§ **Source passage**:
The payment process generally follows these steps:
- The contract administrator identifies the provisional sum work and issues a formal instruction to the contractor.
- The contractor prepares a detailed quotation breaking down the costs for materials, labour, plant, and subcontractor services.
- Both parties agree on the rates and the scope of work before execution begins.
- The contractor executes the work while the engineer supervises quality and progress.
- Upon completion, the actual costs are measured and valued, and the contract sum is adjusted accordingly.
- The difference between the provisional sum allowance and the actual cost is added to or deducted from the contract value.
One critical aspect to understand is that when no rates exist in the original bill of quantities for the items covered by the provisional sum, the contractor may propose new rates. This can lead to higher costs than anticipated at the tender stage if the engineer does not carefully scrutinise the submitted rates.
Provisional Sum versus Prime Cost Sum
Construction contracts often use two types of allowance sums: provisional sums and prime cost sums. While they serve similar purposes, their applications differ significantly. The table below summarises the key distinctions.
| Feature | Provisional Sum | Prime Cost Sum |
|---|---|---|
| Purpose | Covers work whose scope or quantity is uncertain | Covers work or materials selected by the client |
| Typical use | Earthworks, piling, ground improvement, unknown site conditions | Specialist fixtures, sanitary fittings, kitchen equipment, electrical appliances |
| Selection of subcontractor | Contractor procures under contract administrator direction | Client nominates a specific supplier or subcontractor |
| Risk allocation | Client bears the cost risk of quantity or condition uncertainty | Client bears the cost risk of supplier pricing |
| Measurement basis | Measured on actual quantities and agreed rates | Reimbursed at actual cost plus contractor overhead and profit |
| Contract adjustment | Contract sum adjusted by difference between allowance and actual cost | Contract sum adjusted by difference between allowance and actual invoiced amount |
Understanding this distinction helps contract administrators choose the correct allowance type for each uncertain element of the project. Using the wrong type can lead to contractual disputes and cost overruns.
Advantages and Disadvantages of Including Provisional Sums
Provisional sums offer several benefits but also present risks that project teams must manage carefully. The advantages and disadvantages are balanced and depend largely on how diligently the allowance is managed throughout the project lifecycle.
Advantages
- Enables early tender: Projects can go to tender before all design details are finalised, saving valuable time on the programme.
- Manages uncertainty: Unknown site conditions, ground risks, and specialist work can be priced as allowances rather than forcing contractors to inflate their lump sum bids with large contingencies.
- Competitive tendering: Contractors price their tenders on a common basis since the provisional sum amount is stated in the contract documents for all bidders.
- Flexibility for changes: The client can modify the scope of provisional sum work without renegotiating the entire contract, provided the instruction process is followed correctly.

§ **Dataset excerpts**:
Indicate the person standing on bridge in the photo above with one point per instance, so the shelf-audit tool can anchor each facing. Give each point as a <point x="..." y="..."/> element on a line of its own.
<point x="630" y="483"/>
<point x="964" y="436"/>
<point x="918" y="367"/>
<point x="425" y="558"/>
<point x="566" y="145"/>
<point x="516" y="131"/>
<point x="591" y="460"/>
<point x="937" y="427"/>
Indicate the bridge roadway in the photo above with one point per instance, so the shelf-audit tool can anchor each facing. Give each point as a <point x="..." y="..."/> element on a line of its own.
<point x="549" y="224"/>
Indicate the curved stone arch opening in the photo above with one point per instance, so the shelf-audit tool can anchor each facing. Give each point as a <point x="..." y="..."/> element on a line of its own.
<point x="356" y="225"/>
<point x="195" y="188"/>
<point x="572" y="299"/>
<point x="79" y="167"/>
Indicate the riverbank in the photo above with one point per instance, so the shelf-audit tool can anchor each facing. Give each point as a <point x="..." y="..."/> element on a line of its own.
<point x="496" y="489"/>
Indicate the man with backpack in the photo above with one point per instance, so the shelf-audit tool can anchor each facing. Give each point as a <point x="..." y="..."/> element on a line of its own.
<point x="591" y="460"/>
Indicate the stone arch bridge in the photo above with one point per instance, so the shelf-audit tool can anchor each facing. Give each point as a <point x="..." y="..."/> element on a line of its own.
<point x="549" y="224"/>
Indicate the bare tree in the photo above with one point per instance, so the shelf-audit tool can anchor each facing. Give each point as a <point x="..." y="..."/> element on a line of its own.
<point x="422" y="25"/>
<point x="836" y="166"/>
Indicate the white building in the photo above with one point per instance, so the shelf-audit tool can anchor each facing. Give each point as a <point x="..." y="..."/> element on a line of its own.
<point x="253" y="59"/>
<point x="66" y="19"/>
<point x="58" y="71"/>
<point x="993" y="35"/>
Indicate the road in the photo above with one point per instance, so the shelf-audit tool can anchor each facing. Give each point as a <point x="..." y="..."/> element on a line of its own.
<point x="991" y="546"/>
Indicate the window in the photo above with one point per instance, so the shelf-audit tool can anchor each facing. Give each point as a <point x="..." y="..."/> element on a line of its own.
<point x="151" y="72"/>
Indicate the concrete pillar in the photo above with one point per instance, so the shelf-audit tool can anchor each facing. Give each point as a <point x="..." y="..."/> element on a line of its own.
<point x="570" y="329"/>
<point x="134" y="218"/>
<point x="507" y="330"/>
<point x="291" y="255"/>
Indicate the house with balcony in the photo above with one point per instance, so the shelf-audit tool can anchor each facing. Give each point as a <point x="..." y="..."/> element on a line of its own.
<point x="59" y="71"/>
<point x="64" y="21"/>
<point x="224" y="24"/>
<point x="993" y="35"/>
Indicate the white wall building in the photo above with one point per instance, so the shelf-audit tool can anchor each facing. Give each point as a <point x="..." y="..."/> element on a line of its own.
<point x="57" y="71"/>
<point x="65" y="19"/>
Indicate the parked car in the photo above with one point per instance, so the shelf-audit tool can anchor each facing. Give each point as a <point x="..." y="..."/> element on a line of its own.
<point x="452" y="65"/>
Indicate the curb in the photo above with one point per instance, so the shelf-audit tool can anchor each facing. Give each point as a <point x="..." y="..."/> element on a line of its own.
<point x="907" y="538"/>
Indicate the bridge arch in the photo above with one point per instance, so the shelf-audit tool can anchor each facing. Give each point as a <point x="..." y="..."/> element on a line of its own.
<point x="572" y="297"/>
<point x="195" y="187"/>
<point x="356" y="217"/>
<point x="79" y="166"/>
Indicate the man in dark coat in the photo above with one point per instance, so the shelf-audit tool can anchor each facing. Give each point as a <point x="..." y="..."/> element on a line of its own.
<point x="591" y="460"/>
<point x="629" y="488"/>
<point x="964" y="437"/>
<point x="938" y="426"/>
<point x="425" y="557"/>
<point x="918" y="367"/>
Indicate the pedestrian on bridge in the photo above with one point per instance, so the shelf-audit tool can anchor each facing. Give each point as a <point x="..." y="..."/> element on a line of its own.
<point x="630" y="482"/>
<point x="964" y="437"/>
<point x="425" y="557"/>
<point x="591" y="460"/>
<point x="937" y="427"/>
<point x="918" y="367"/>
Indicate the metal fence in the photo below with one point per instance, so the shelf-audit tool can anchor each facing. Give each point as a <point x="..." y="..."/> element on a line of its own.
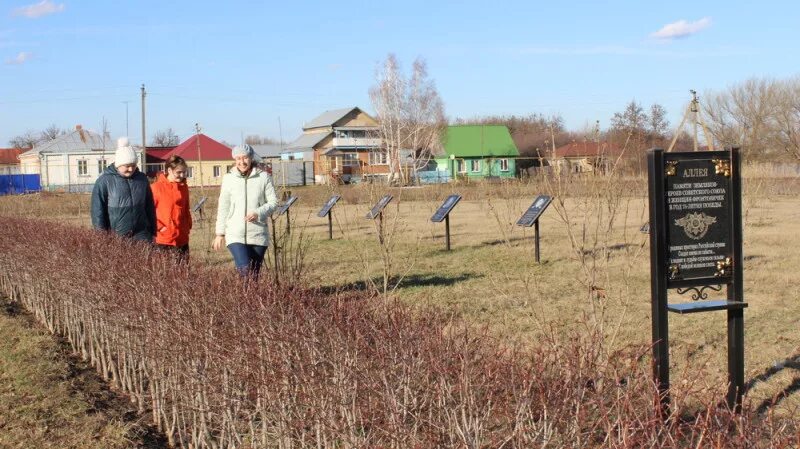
<point x="292" y="173"/>
<point x="18" y="184"/>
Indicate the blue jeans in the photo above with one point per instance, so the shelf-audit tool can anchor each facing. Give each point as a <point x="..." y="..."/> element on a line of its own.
<point x="247" y="258"/>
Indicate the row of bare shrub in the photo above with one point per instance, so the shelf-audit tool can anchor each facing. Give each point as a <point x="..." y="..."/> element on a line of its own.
<point x="220" y="364"/>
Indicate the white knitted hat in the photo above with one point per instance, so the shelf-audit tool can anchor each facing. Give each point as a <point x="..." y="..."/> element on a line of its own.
<point x="124" y="154"/>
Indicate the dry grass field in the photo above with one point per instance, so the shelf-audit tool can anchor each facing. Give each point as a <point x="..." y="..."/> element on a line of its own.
<point x="593" y="278"/>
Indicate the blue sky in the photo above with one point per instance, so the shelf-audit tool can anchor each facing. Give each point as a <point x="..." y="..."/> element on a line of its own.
<point x="235" y="67"/>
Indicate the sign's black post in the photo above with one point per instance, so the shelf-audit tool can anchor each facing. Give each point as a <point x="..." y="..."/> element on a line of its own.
<point x="447" y="230"/>
<point x="443" y="213"/>
<point x="696" y="245"/>
<point x="377" y="213"/>
<point x="327" y="209"/>
<point x="736" y="293"/>
<point x="531" y="218"/>
<point x="658" y="277"/>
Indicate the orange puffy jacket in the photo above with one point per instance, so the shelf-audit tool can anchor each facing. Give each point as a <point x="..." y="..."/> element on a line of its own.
<point x="173" y="217"/>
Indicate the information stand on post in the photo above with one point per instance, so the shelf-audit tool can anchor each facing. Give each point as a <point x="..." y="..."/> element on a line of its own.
<point x="327" y="209"/>
<point x="531" y="218"/>
<point x="696" y="245"/>
<point x="377" y="212"/>
<point x="443" y="213"/>
<point x="284" y="209"/>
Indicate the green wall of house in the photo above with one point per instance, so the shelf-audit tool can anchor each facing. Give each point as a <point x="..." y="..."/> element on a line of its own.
<point x="486" y="167"/>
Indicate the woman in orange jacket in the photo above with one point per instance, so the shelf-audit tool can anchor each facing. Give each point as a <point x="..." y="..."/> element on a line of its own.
<point x="173" y="217"/>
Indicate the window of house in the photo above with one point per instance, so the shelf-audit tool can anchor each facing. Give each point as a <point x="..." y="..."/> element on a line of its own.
<point x="475" y="165"/>
<point x="503" y="164"/>
<point x="378" y="158"/>
<point x="349" y="159"/>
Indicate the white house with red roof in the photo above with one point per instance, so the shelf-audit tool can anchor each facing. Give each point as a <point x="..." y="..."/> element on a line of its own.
<point x="207" y="159"/>
<point x="71" y="162"/>
<point x="584" y="156"/>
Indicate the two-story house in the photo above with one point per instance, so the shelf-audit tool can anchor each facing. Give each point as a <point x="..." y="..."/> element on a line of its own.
<point x="345" y="146"/>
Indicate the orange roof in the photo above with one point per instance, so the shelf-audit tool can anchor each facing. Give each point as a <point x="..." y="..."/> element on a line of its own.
<point x="210" y="149"/>
<point x="587" y="149"/>
<point x="157" y="155"/>
<point x="9" y="155"/>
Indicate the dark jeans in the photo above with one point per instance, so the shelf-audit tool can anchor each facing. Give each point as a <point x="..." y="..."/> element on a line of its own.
<point x="248" y="258"/>
<point x="181" y="253"/>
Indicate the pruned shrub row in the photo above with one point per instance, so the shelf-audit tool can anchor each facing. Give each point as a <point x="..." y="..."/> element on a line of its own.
<point x="221" y="364"/>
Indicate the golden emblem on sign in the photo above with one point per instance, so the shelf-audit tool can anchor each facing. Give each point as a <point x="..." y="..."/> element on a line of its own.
<point x="722" y="167"/>
<point x="723" y="267"/>
<point x="671" y="168"/>
<point x="696" y="224"/>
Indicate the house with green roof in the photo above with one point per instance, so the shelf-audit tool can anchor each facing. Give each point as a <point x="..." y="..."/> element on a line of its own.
<point x="478" y="152"/>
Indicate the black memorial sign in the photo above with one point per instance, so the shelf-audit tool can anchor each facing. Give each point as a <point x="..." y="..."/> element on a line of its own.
<point x="285" y="207"/>
<point x="695" y="232"/>
<point x="698" y="217"/>
<point x="199" y="204"/>
<point x="328" y="205"/>
<point x="377" y="209"/>
<point x="532" y="214"/>
<point x="445" y="208"/>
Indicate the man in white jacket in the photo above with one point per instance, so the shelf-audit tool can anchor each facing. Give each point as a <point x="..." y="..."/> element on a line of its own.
<point x="246" y="200"/>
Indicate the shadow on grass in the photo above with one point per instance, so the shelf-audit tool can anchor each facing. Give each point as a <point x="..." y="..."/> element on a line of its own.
<point x="411" y="281"/>
<point x="792" y="362"/>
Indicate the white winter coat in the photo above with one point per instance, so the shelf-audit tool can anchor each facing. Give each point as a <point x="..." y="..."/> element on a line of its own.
<point x="238" y="197"/>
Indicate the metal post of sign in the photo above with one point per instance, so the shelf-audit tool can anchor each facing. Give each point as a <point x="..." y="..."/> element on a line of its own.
<point x="447" y="230"/>
<point x="380" y="227"/>
<point x="658" y="276"/>
<point x="736" y="293"/>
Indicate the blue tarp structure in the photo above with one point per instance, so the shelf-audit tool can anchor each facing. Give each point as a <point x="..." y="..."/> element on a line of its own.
<point x="17" y="184"/>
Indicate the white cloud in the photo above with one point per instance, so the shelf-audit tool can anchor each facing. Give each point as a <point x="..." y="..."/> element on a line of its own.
<point x="21" y="58"/>
<point x="681" y="29"/>
<point x="43" y="8"/>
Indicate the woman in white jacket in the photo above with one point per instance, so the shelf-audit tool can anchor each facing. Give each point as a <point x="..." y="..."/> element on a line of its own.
<point x="246" y="200"/>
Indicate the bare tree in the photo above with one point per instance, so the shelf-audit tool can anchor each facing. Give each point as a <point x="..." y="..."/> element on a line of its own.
<point x="632" y="120"/>
<point x="52" y="132"/>
<point x="256" y="139"/>
<point x="410" y="115"/>
<point x="26" y="140"/>
<point x="761" y="115"/>
<point x="165" y="138"/>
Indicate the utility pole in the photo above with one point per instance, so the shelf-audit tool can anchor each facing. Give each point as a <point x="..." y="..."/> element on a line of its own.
<point x="694" y="111"/>
<point x="144" y="134"/>
<point x="199" y="157"/>
<point x="127" y="128"/>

§ **What you will do**:
A - In the passage on provisional sums, rewrite the lines starting with "The payment process" and going on through "is adjusted accordingly.", changing "contract administrator" to "project manager".
B - Using the passage on provisional sums, answer yes or no to each statement and quote the words that settle it. (i) With a prime cost sum, the client nominates a specific supplier or subcontractor. (ii) While the contractor executes the work, the contract administrator supervises quality and progress. (iii) Provisional sums let a project go to tender before all design details are finalised.
C - Write the next part of the passage on provisional sums, picking up after its final sentence.

§ **Results in order**:
A -
The payment process generally follows these steps:
- The project manager identifies the provisional sum work and issues a formal instruction to the contractor.
- The contractor prepares a detailed quotation breaking down the costs for materials, labour, plant, and subcontractor services.
- Both parties agree on the rates and the scope of work before execution begins.
- The contractor executes the work while the engineer supervises quality and progress.
- Upon completion, the actual costs are measured and valued, and the contract sum is adjusted accordingly.

B -
(i) Yes: "Client nominates a specific supplier or subcontractor"
(ii) No: "The contractor executes the work while the engineer supervises quality and progress."
(iii) Yes: "Projects can go to tender before all design details are finalised"

C -
- Transparent accounting: The final account clearly shows what provisional sums were allowed and what was actually spent, providing an audit trail for cost control.
Disadvantages
- Cost uncertainty: The final cost of provisional sum work may exceed the allowance, leading to budget overruns that the client must fund.
- Contractor rate manipulation: When no rates are established in the original bill of quantities for provisional sum items, contractors may propose inflated rates that drive up costs beyond what was anticipated at tender.
- Delayed scope definition: Leaving too much work as provisional sums can delay final design decisions and complicate project coordination.
- Cash flow impact: Contractors may price their tenders defensively if they perceive large provisional sums as risk, potentially increasing the overall tender price.
- Dispute potential: Disagreements over what constitutes a fair cost for provisional sum work can lead to claims and contractual disputes that delay project completion.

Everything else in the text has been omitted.